── SUPPLIED MATERIAL ──

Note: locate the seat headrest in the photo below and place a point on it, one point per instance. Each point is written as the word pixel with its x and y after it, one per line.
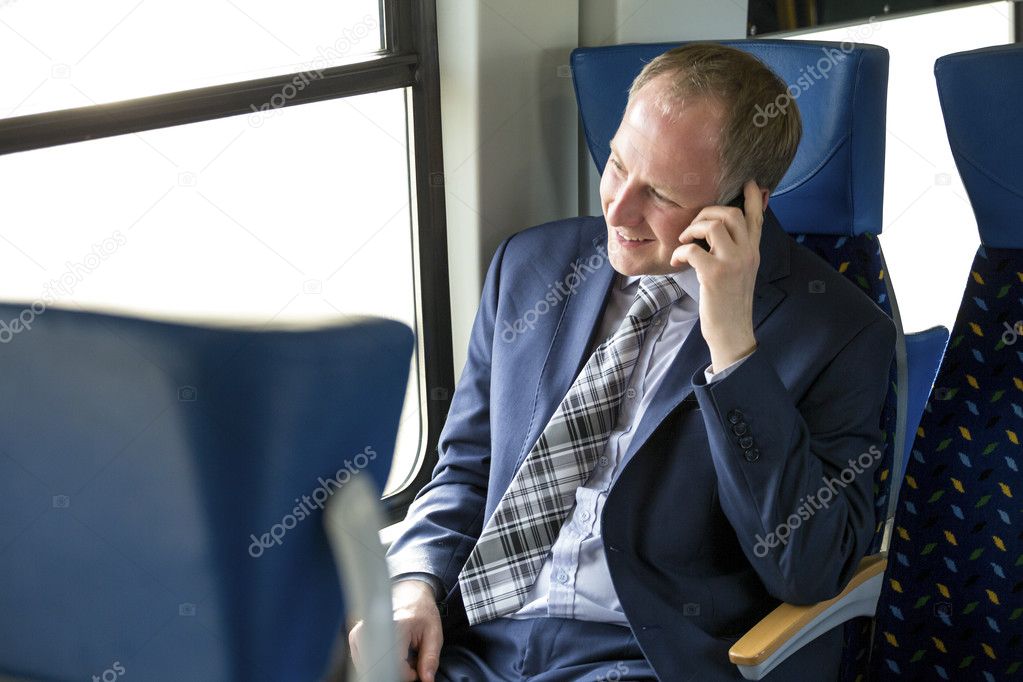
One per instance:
pixel 981 93
pixel 836 182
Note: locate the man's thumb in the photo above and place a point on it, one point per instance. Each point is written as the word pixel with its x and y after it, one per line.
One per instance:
pixel 430 652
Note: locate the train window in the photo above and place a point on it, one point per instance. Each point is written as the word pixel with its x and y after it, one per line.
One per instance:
pixel 929 231
pixel 158 47
pixel 247 180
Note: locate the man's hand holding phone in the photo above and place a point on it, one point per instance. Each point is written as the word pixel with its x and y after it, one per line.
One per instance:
pixel 726 267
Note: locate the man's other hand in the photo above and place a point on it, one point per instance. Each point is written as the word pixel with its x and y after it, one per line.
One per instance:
pixel 417 625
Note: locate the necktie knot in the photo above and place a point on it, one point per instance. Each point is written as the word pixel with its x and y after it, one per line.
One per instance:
pixel 656 292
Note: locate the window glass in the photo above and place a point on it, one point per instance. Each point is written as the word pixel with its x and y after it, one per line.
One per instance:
pixel 298 216
pixel 929 232
pixel 65 53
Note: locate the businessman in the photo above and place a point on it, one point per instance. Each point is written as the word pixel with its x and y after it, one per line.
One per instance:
pixel 650 399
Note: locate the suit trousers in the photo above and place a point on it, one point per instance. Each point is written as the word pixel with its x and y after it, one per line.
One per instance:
pixel 543 649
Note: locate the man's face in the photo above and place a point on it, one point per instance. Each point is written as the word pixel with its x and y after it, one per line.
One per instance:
pixel 660 175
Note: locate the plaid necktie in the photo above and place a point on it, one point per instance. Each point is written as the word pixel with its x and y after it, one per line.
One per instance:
pixel 515 542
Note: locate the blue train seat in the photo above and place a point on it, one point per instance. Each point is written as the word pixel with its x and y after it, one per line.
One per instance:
pixel 162 485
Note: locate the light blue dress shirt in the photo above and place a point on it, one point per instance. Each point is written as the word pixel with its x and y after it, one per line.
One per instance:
pixel 574 581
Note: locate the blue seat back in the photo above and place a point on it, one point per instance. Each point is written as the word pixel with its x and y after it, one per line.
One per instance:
pixel 830 199
pixel 160 491
pixel 924 351
pixel 952 603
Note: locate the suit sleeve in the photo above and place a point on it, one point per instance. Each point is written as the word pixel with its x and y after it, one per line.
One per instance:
pixel 446 517
pixel 797 482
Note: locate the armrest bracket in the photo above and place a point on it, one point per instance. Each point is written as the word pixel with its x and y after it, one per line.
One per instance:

───

REQUIRED TASK
Repeat the material above word for word and skip every image in it.

RESPONSE TO THE TASK
Note: locate the seat headrest in the photo below and place a point on it, one point per instance. Each point is written as the word pixel with its x and y after it, one per line.
One per instance:
pixel 981 93
pixel 836 182
Note: locate the man's thumb in the photo above and place a point on it, one point per instance. Each point is written as the word pixel with its x and y after it, one per line.
One per instance:
pixel 430 652
Note: locate the train window in the photo above and place a point on it, one point per instance. Each point is written as the word pixel with its x and y after it, one per line.
One per instance:
pixel 929 231
pixel 158 47
pixel 247 180
Note: locate the man's hand holding phone in the photo above and place a point on it, one point per instance. Each point is written as the word pixel with its x and y after it, one per line.
One per instance:
pixel 726 267
Note: locate the man's other hand in the photo above and place a point on it, one point per instance. Each point is written as the word pixel with its x and y after it, one per line.
One per instance:
pixel 417 625
Note: locate the necktie knot in the photo above and place a point on it, one point per instance. Each point is written as the word pixel with its x and y after it, one per line.
One per instance:
pixel 656 292
Note: locate the window glass in the photo above and place a point on it, one point per instance. Each point is written as the word pixel with its x and y after it, one per line.
One per instance:
pixel 298 216
pixel 929 232
pixel 65 53
Note: locate the businessman in the photo above and place a point on it, one point per instance. Each point is written as the word pixel with its x and y after it, one per line.
One per instance:
pixel 650 399
Note: locate the suit trousers in the photo above and place a point on it, one point per instance. Each point is written as the word pixel with its x and y after it, one per line.
One per instance:
pixel 543 649
Note: locate the man's face in the photo above and place a point on it, one point per instance. Each point is written as the word pixel with its x and y after it, one per line.
One per instance:
pixel 660 175
Note: locate the plaid necktie in the photo above and place a point on it, one point per instance. Each point is written as the word pixel with its x and y after it, one per line.
One per instance:
pixel 515 542
Note: locate the blue train seat in the photo above and place a point on it, one point per instance. Each point is written as the word pixel with its x and y after it, one per line.
One per instance:
pixel 162 485
Note: locate the light blue dress shirt in the photo above and place a point on it, one point per instance. Each point is written as the word pixel with its x and y after it, one per line.
One per instance:
pixel 574 581
Note: locate the blue seat back in the photo above and place a point on it, one point per instance. Each point is written as the word pixel with its x and y after it, one per line.
One per instance:
pixel 830 199
pixel 160 491
pixel 924 351
pixel 952 603
Note: locate the suit sleeve in the photo above and place a point on it, one point per instance. Each point is written as the word pixel with its x and y after it, one per line.
One per instance:
pixel 446 517
pixel 797 482
Note: locate the armrest bracket in the photo above and place a point on it, one point per instance. Each point is written as the word pixel with its x and y after it, one per line.
One per instance:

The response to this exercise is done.